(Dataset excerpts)
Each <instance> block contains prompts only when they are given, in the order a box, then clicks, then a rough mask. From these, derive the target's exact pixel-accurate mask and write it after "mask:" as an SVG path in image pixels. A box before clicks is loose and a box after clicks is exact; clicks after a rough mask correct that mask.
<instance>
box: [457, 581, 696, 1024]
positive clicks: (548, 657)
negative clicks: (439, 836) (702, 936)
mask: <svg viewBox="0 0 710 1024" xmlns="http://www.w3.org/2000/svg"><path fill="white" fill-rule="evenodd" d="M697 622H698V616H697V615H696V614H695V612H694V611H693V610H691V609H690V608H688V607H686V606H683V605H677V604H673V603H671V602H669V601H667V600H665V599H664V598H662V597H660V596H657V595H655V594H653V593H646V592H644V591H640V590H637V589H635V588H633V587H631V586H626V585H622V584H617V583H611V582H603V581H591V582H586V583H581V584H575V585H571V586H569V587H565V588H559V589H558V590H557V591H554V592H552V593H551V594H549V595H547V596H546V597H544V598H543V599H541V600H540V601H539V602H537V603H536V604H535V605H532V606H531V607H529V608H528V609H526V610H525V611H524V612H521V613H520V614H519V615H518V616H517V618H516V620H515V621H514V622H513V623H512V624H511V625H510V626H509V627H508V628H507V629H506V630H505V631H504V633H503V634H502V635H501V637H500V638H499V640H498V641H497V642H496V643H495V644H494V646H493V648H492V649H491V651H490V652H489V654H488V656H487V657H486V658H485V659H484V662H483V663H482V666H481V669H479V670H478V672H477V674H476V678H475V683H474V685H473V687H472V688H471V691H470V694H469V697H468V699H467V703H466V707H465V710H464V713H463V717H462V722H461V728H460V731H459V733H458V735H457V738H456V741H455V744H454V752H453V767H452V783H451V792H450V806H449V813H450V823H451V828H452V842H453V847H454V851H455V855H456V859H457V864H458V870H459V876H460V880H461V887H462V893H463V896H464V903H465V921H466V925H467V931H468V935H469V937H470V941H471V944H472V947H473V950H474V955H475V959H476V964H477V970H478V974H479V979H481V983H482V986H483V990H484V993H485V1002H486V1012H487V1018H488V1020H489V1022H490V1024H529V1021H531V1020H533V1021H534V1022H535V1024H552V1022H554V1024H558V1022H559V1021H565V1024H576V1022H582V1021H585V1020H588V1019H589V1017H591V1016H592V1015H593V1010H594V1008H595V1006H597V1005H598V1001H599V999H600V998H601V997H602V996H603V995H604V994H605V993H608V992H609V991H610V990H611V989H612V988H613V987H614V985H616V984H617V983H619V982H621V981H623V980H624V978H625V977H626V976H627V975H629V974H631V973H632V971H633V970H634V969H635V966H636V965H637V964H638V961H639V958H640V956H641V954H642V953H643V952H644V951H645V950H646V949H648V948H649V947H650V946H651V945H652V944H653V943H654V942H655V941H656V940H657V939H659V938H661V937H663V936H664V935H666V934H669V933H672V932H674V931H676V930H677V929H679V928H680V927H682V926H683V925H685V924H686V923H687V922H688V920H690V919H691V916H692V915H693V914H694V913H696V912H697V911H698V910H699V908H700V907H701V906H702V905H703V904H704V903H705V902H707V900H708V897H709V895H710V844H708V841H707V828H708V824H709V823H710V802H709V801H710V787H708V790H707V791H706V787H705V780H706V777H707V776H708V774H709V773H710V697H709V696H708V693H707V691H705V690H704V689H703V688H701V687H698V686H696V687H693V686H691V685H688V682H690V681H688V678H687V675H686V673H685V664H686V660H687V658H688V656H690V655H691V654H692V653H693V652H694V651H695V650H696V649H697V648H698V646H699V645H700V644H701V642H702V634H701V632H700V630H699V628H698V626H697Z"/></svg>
==
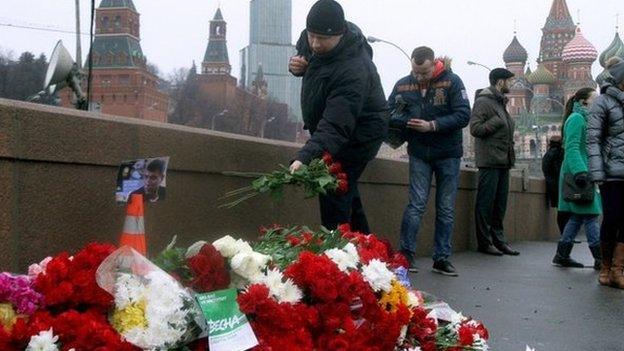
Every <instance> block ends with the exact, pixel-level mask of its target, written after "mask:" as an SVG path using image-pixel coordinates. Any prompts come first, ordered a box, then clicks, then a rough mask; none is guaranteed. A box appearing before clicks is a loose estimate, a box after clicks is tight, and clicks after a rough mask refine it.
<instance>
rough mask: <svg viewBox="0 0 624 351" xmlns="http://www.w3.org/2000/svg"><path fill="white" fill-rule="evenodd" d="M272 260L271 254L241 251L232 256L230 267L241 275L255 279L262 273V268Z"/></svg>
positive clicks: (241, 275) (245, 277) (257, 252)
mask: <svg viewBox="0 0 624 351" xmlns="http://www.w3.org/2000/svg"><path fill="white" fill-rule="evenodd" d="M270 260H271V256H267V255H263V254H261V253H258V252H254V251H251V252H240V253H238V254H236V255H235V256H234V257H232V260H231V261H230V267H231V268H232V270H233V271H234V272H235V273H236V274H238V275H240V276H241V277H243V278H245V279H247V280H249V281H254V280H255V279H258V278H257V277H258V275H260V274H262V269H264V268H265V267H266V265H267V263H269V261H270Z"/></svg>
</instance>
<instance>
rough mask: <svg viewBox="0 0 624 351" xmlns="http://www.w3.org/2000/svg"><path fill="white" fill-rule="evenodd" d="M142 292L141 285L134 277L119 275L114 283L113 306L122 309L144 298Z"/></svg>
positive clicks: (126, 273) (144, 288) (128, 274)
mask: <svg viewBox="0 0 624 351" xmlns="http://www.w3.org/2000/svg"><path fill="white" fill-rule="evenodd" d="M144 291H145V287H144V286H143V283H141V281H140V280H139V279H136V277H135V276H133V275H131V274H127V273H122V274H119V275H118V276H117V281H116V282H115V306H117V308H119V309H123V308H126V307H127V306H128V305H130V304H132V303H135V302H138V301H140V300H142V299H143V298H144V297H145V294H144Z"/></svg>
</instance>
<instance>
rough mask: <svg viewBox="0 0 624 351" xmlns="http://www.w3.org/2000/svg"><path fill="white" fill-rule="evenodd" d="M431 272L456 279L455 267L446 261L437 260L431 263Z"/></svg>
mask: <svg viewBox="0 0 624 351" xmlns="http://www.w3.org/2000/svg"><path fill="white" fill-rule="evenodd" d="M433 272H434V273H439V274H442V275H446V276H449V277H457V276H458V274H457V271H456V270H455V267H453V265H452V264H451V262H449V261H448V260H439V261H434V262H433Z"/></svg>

- [Instructions for the task]
Your answer should be the lines above from the one containing "Each <instance> block" through the one containing "positive clicks: (548, 657)", copied exactly and with both ends kept.

- [Output of the task]
Each <instance> block contains prompts only when they are given, in the order a box, then clicks, then a rough mask. From these, derive the target's exact pixel-accurate mask and write it after "mask:" as an SVG path in image pixels. A box before clicks is loose and a box after clicks is exact; clicks after a rough mask correct that mask.
<instance>
box: [457, 581, 696, 1024]
positive clicks: (548, 657)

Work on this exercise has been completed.